_Extract provided:_
-=-=-=-=-
Skip to content

Data Collection Guide

This document describes how to use the historical and real-time data collection features in DSTA.

Historical Data Collection

The download_historical command allows you to download OHLCV (Open, High, Low, Close, Volume) candlestick data from cryptocurrency exchanges.

Basic Usage

Download data for a single symbol:

python manage.py download_historical --symbol BTCUSDT --interval 1h --days 30

Download data for multiple symbols:

python manage.py download_historical --symbols BTCUSDT,ETHUSDT,BNBUSDT --interval 1h --days 30

Date Range Options

Specify exact date range:

python manage.py download_historical --symbol BTCUSDT --interval 1h \
  --start 2024-01-01 --end 2024-12-31

Specify number of days back:

python manage.py download_historical --symbol BTCUSDT --interval 1h --days 90

Advanced Options

Resume from last downloaded timestamp:

python manage.py download_historical --symbol BTCUSDT --interval 1h \
  --days 30 --resume

Overwrite existing data:

python manage.py download_historical --symbol BTCUSDT --interval 1h \
  --days 30 --overwrite

Custom batch size:

python manage.py download_historical --symbol BTCUSDT --interval 1h \
  --days 30 --batch-size 500

Quiet mode (suppress progress output):

python manage.py download_historical --symbol BTCUSDT --interval 1h \
  --days 30 --quiet

Configuration File

For complex configurations, use a JSON config file:

{
  "symbols": "BTCUSDT,ETHUSDT,BNBUSDT",
  "interval": "1h",
  "days": 90,
  "batch_size": 1000,
  "resume": true
}

Run with config file:

python manage.py download_historical --config config.json

Supported Intervals

  • 1m, 3m, 5m, 15m, 30m - Minutes
  • 1h, 2h, 4h, 6h, 8h, 12h - Hours
  • 1d, 3d - Days
  • 1w - Week
  • 1M - Month

Exchange Support

Currently supported exchanges: - Binance (default)
-=-=-=-=-
[Entries from a point annotation set]

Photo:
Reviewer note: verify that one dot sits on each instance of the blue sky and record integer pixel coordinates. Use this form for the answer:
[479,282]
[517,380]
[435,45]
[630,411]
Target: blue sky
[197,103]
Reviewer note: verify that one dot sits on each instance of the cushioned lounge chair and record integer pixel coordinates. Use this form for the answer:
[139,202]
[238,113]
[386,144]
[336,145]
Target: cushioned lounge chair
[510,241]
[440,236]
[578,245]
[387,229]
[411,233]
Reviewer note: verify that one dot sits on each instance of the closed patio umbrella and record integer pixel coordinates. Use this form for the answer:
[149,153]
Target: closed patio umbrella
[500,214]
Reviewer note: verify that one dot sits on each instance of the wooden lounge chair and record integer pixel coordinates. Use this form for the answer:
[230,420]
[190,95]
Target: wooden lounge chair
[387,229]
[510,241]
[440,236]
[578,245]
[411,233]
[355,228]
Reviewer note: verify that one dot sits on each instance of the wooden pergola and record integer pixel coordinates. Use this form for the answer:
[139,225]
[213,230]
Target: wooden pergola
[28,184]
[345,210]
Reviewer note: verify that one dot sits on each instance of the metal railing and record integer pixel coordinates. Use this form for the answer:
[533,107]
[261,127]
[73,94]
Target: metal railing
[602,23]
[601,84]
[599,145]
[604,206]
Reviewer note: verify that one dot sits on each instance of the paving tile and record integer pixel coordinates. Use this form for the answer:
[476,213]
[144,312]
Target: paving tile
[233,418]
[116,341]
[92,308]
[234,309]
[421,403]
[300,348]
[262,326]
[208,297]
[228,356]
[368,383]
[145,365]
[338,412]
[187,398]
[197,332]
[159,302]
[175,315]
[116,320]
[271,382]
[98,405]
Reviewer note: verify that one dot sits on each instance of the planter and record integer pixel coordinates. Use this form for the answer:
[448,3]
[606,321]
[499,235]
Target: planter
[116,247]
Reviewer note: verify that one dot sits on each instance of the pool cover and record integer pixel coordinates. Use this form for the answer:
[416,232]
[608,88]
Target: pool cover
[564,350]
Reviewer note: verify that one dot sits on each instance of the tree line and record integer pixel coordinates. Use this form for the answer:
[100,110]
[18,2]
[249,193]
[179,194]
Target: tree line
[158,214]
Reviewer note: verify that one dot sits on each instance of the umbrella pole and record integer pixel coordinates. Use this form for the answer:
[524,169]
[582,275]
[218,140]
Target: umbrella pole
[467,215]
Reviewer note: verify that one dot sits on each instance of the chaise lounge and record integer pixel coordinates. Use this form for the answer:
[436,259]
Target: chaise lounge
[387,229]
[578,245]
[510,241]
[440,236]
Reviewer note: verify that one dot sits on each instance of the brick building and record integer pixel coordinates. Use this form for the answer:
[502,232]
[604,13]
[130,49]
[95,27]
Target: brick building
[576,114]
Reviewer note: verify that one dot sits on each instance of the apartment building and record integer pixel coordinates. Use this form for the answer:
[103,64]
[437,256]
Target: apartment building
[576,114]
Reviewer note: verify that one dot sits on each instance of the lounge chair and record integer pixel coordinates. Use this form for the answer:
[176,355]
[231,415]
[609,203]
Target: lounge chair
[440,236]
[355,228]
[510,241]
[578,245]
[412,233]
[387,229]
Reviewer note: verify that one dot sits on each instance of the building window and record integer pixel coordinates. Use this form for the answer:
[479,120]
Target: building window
-=-=-=-=-
_Goal:_
Reproduce the data collection guide above word for word, from start to finish.

_Answer to this problem:_
Skip to content

Data Collection Guide

This document describes how to use the historical and real-time data collection features in DSTA.

Historical Data Collection

The download_historical command allows you to download OHLCV (Open, High, Low, Close, Volume) candlestick data from cryptocurrency exchanges.

Basic Usage

Download data for a single symbol:

python manage.py download_historical --symbol BTCUSDT --interval 1h --days 30

Download data for multiple symbols:

python manage.py download_historical --symbols BTCUSDT,ETHUSDT,BNBUSDT --interval 1h --days 30

Date Range Options

Specify exact date range:

python manage.py download_historical --symbol BTCUSDT --interval 1h \
  --start 2024-01-01 --end 2024-12-31

Specify number of days back:

python manage.py download_historical --symbol BTCUSDT --interval 1h --days 90

Advanced Options

Resume from last downloaded timestamp:

python manage.py download_historical --symbol BTCUSDT --interval 1h \
  --days 30 --resume

Overwrite existing data:

python manage.py download_historical --symbol BTCUSDT --interval 1h \
  --days 30 --overwrite

Custom batch size:

python manage.py download_historical --symbol BTCUSDT --interval 1h \
  --days 30 --batch-size 500

Quiet mode (suppress progress output):

python manage.py download_historical --symbol BTCUSDT --interval 1h \
  --days 30 --quiet

Configuration File

For complex configurations, use a JSON config file:

{
  "symbols": "BTCUSDT,ETHUSDT,BNBUSDT",
  "interval": "1h",
  "days": 90,
  "batch_size": 1000,
  "resume": true
}

Run with config file:

python manage.py download_historical --config config.json

Supported Intervals

  • 1m, 3m, 5m, 15m, 30m - Minutes
  • 1h, 2h, 4h, 6h, 8h, 12h - Hours
  • 1d, 3d - Days
  • 1w - Week
  • 1M - Month

Exchange Support

Currently supported exchanges: - Binance (default)